_PAGE TEXT_:
A question on Quora in 2018 reads, “What do people not like about TDD (Test-Driven Development)?” Steven Grimm replied to the question with four bullet points. Here is the first:

If you’re practicing fine-grained TDD as it’s often taught, adding a new failing test case before you allow yourself to implement each incremental bit of program logic, you can easily end up with enormous suites of mostly redundant, relatively low-value tests that, unless you have been very careful, are tightly coupled with your initial implementation and will be a headache to maintain as the code evolves.

There’s a fair bit to unpack in all that, including:

an unvalidated assumption about how TDD is taught (“as it’s often taught”)
an unsupported assertion regarding the size of the resulting test suites (“enormous”)
an unsupported cause-and-effect statement connecting the use of TDD with poor test design (“mostly redundant”)
an unsupported assertion regarding the value of the unit test suite (“low-value tests”)
an incorrect assertion that the test-first approach couples the tests with the initial implementation (“are tightly coupled”)
an incorrect assertion regarding the general effect of TDD on code understandability and maintainability (“will be a headache to maintain”)

And all that is only the first of four bullet points of similar density. This isn’t to pick on him; the things he writes in that response are common objections to TDD that we hear and read everywhere. So, let’s examine each criticism to clarify whether and how it actually relates to TDD.

_DATA LISTING_:
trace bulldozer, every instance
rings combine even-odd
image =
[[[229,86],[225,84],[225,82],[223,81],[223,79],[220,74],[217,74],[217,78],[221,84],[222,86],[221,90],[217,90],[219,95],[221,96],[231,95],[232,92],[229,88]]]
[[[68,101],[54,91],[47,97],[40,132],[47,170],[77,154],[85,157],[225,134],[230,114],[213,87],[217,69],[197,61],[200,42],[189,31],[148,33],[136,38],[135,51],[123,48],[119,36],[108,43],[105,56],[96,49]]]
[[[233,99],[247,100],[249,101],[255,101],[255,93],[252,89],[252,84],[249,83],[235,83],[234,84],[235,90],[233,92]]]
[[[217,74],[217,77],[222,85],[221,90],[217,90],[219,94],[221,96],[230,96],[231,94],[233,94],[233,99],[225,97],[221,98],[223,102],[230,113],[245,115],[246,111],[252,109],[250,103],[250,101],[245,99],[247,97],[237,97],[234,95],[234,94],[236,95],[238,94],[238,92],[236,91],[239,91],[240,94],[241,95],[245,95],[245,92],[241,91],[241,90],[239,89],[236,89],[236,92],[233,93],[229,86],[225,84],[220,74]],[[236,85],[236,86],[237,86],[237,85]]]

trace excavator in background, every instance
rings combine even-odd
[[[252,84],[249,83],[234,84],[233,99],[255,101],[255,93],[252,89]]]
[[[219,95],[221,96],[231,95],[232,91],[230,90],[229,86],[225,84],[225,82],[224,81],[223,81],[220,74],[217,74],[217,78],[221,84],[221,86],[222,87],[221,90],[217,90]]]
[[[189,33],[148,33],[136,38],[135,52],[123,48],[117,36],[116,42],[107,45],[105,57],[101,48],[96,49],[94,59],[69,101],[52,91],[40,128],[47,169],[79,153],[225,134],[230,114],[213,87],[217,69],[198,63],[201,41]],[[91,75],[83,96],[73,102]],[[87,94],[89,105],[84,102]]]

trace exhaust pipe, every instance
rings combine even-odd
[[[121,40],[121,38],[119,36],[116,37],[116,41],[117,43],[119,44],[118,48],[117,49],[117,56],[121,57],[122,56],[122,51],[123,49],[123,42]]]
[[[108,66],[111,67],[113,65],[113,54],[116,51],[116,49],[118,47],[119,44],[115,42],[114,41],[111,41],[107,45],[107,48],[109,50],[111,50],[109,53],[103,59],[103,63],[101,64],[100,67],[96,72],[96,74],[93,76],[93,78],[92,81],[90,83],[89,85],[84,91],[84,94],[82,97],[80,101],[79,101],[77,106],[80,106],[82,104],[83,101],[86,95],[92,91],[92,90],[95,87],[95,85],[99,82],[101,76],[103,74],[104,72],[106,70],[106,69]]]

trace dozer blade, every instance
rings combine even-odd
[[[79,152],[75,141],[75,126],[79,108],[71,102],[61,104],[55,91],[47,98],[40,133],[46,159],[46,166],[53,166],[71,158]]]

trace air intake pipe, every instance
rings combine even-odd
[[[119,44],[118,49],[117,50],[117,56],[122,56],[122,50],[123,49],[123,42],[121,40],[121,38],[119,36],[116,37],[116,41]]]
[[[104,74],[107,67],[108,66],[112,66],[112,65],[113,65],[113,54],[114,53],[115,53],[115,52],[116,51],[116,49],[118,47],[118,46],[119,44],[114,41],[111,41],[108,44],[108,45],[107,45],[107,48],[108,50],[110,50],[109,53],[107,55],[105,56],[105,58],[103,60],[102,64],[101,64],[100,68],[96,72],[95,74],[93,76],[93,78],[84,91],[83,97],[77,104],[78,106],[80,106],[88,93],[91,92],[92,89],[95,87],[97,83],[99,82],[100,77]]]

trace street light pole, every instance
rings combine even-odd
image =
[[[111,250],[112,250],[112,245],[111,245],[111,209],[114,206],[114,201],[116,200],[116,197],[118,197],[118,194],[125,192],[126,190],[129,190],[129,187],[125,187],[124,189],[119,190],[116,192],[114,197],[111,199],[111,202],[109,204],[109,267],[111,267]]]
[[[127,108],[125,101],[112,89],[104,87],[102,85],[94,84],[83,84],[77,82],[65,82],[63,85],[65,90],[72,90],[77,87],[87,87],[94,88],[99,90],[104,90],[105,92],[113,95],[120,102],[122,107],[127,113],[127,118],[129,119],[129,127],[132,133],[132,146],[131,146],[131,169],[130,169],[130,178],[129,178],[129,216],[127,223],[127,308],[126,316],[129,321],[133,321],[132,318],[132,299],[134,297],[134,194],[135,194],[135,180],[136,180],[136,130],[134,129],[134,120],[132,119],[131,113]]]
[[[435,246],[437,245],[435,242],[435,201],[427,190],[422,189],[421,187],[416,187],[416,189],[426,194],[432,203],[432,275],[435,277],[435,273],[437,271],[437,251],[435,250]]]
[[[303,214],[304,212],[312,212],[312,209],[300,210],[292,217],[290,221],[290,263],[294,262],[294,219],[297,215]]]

_THE TASKS_:
a. In the text on criticisms of TDD, list each short phrase quoted in parentheses in the breakdown of the first bullet point.
b. Write the next part of the text on criticisms of TDD, picking up after its final sentence.
Nothing in the listing is needed here.

_IN RESPONSE_:
a. "as it's often taught"; "enormous"; "mostly redundant"; "low-value tests"; "are tightly coupled"; "will be a headache to maintain"

b.
People who teach TDD include information about when it’s useful and how to use it effectively. It isn’t taught as a rote, mechanical repetition of the red-green-refactor cycle, as if developers were mindless automatons. That assertion is false. When people use TDD in that manner, they end up in whatever ditch they dig for themselves; but they would end up in that ditch regardless of what kind of shovel they used to dig it. TDD doesn’t “cause” good or bad design. Neither do any other tools or techniques. That’s on us.

When we use TDD properly, we end up with a unit test suite that covers as many meaningful examples of low-level functionality as we could think of during the development process. Will that be “enormous?” It’s hard to say, as the word “enormous” isn’t quantified. In my experience, working in languages like Java or C#, I often end up with five to ten times as much unit test code as production code; and that’s when I approach it in a minimalistic way.

Criticizing TDD on this basis is tantamount to saying it’s “wrong” or “bad” to cover the code properly, so that we don’t break production when we deploy. It strikes me as absurd. The size of the test suite is whatever it has to be to provide value. Sometimes that’s a lot, sometimes it’s a little. If you have only a few examples, it may look like less test code to maintain, but there are probably a lot of problems hiding in the void.

Test case design is a learned skill. The fact you’re more-or-less following the red-green-refactor cycle doesn’t automatically result in well-designed examples. No tool automatically does that for you. The problem is orthogonal to the choice of method or technique for software design. I suggest you think about the value of an example before you write it, whether you’re writing it before or after the code under test. Otherwise, you may end up with “low-value tests.”

Does TDD couple your test suite to an initial implementation of the production code, thus limiting your ability to evolve the design? I’ve heard this before, but I haven’t experienced it. When I ask people to show me how this happens in their work, they are usually willing to do so. What they show me is that they think TDD means writing the tests first only the first time you touch the code. After that, they change the production code first and struggle with broken examples. They don’t know how to use the hammer, so they hit their thumbs.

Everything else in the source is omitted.